## BEGIN Input material

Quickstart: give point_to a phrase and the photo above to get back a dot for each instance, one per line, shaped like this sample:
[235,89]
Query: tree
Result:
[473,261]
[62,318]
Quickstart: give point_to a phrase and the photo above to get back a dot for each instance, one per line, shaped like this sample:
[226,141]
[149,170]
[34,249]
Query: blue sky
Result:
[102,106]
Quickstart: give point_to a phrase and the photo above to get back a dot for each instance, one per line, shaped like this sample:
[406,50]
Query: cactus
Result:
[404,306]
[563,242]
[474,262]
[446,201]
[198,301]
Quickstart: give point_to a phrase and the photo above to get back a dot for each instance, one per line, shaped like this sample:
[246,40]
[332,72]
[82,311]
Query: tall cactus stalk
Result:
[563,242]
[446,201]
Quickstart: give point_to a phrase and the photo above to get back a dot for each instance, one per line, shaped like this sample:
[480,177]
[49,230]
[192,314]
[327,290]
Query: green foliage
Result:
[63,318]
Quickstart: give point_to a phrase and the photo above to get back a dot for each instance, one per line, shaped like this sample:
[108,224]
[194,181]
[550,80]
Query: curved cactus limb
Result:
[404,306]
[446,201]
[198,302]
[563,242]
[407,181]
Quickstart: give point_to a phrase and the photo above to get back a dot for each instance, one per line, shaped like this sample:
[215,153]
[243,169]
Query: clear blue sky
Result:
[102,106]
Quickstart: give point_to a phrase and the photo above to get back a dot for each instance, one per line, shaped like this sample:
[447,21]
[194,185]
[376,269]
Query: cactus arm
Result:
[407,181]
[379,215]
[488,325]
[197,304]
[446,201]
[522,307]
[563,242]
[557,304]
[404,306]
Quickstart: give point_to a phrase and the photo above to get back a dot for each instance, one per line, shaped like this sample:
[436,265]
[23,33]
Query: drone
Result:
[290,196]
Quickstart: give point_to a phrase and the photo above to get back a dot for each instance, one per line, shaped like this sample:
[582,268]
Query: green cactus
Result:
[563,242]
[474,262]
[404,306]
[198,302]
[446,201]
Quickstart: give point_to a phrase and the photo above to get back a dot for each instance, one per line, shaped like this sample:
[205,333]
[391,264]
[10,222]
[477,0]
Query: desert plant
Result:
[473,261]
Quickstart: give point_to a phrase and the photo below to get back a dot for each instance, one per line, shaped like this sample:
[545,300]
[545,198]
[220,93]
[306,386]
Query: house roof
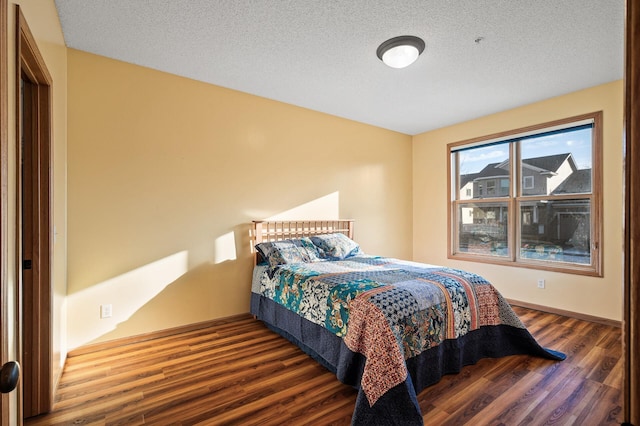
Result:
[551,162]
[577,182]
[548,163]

## END Input material
## BEGIN Input material

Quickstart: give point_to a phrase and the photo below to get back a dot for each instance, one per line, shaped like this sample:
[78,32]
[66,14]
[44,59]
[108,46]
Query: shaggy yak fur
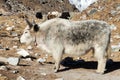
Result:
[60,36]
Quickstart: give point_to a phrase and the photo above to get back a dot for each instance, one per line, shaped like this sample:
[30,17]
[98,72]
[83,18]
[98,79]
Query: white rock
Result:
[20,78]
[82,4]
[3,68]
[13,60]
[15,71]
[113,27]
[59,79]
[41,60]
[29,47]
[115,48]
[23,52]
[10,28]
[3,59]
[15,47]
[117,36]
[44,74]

## END Input material

• [Work to be completed]: Pull out each line above that contains the word "green".

• [Answer]:
Query: green foliage
Query: green cactus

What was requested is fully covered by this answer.